| Text block |
*** Begin section ***
This is troubling during any life phase, but especially so in the context of preparation for and the transition to motherhood, where acculturative stress is related to depression and anxiety symptoms during pregnancy (D’Anna-Hernandez et al., 2015; Preciado and D’AnnaHernandez, 2017) and is a consistently documented cultural stress that increases risk factor for postpartum depression in Latinx mothers (Alhasanat and Giurgescu, 2017; Lara-Cinisomo et al., 2016). This risk may even extend throughout the childrearing experience. For instance, in one study assessing economic hardship and cultural stressors – including discrimination and acculturative stress – in Latinx mothers (n = 169) with adolescent children, these psychosocial stressors predicted greater maternal depressive symptoms (Hill et al., 2019). Moreover, acculturative-based family conflict, specifically, predicted depressive symptoms over and above the role of other stressors in their surrounding communities.
Acculturative stress also seems to consistently disrupt family functioning over years. For instance, a study of foreign-born Latinx individuals found that acculturative stressors – namely involuntarily exiting the country of origin, hostile reception in the new country, and limited ties with the country of origin – were associated with lower familialism and greater familial conflict (Bostean and Gillespie, 2018). Similarly, in a sample composed predominately of Latinx mothers (74%), parental acculturative stress was associated with worse family functioning, and this was especially so when acculturative stress increased over time (Lorenzo-Blanco et al., 2016). This study highlighted the concern this creates considering that positive family functioning is an important factor that may buffer against youth risk-taking behavior.
*** End section ***
| Data below |
*** Begin section ***
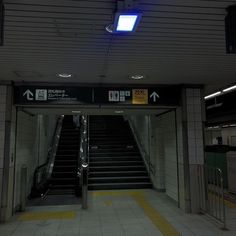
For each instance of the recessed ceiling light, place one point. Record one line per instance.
*** End section ***
| Problems and tasks |
• 1. Answer these questions about the passage on acculturative stress in Latinx families.
(a) How many Latinx mothers with adolescent children took part in the study assessing economic hardship and cultural stressors?
(b) Which three acculturative stressors did the study of foreign-born Latinx individuals associate with lower familialism and greater familial conflict?
(c) What percentage of the Lorenzo-Blanco et al. (2016) sample were Latinx mothers?
• 2. Continue the passage on acculturative stress in Latinx families from the point where it ends.

| Answers |
• 1.
(a) 169 mothers (n = 169).
(b) Involuntarily exiting the country of origin, hostile reception in the new country, and limited ties with the country of origin.
(c) 74%.

• 2.
Broadly speaking, psychosocial stress not only affects mental health but can also alter physiological markers of health and well-being. One prime example is telomere length (TL), which indexes cellular aging and is sensitive to exposure to stress, especially the cumulative effect of long-term chronic stressors (Epel et al., 2004; Mathur et al., 2016). Telomere shortening has been associated with immune senescence and increased risk of age-related diseases (Vaiserman and Krasnienkov, 2021). The effect of psychosocial stress and discrimination on TL appears to differ based on race/ethnicity and age. For instance, in a diverse sample of 981 participants, Black and Hispanic individuals were identified to have shorter telomeres than White individuals. Interestingly, Black and Hispanic participants also displayed greater age-related differences in TL than White individuals (Diez Roux et al., 2009). Moreover, these disparities were quite pronounced in women; six times greater in Black and Hispanic women compared to White women.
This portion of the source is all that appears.